Rewrite the records below, putting "Label" in place of every "Target" and keeping everything else the same.

─── DATA TO PROCESS

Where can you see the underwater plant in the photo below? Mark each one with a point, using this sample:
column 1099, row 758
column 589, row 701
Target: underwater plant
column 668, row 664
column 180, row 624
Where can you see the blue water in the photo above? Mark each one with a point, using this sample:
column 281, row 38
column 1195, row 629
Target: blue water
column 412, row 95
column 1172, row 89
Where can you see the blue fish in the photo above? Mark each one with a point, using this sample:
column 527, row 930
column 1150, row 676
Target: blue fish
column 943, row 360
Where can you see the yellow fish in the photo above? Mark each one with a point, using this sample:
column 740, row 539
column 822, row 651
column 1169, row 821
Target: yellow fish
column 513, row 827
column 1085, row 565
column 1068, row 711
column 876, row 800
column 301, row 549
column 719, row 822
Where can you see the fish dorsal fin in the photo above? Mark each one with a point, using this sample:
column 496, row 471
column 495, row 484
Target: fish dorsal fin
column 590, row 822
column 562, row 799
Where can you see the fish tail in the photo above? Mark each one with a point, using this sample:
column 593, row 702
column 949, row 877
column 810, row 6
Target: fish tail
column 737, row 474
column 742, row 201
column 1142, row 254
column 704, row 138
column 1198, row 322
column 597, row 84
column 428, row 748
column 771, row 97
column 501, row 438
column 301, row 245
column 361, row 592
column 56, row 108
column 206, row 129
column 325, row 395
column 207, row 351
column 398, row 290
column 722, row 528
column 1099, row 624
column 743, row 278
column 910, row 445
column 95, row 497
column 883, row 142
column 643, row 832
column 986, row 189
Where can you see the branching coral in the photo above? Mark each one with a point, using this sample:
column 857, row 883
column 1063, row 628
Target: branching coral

──────

▶ [REPLY]:
Where can you see the underwater plant in the photo below? Mark each one with a point, using this sample:
column 1099, row 758
column 589, row 701
Label: underwater plant
column 668, row 664
column 180, row 624
Where can you see the blue water in the photo above? Mark each one with a point, using this sample:
column 281, row 38
column 1195, row 629
Label: blue water
column 412, row 95
column 1172, row 89
Where can you see the blue fish in the photo above? Mark each one with a point, using this sample:
column 527, row 930
column 1150, row 676
Label: blue fish
column 943, row 360
Where can you see the yellow fish in the photo above? Mark each one with a point, using this sample:
column 740, row 539
column 822, row 651
column 1169, row 821
Label: yellow fish
column 513, row 827
column 1085, row 565
column 1068, row 711
column 876, row 800
column 301, row 549
column 719, row 822
Where can you see the fish dorsal fin in the photo above? Mark each one with a point, using this sample:
column 496, row 471
column 495, row 484
Label: fish dorsal fin
column 590, row 822
column 562, row 799
Where can you see the fish tail in the photo above? Mark each one with a point, using this sample:
column 593, row 702
column 949, row 877
column 810, row 6
Label: fish tail
column 737, row 474
column 742, row 201
column 1142, row 254
column 704, row 138
column 1198, row 322
column 597, row 84
column 428, row 748
column 771, row 97
column 501, row 438
column 301, row 245
column 361, row 592
column 56, row 108
column 206, row 129
column 325, row 395
column 207, row 351
column 398, row 290
column 722, row 528
column 1099, row 624
column 743, row 278
column 910, row 445
column 95, row 497
column 883, row 142
column 643, row 832
column 986, row 189
Where can you see the branching coral in the photo above? Mark each one with a point, using this sample:
column 857, row 883
column 1063, row 628
Label: branching coral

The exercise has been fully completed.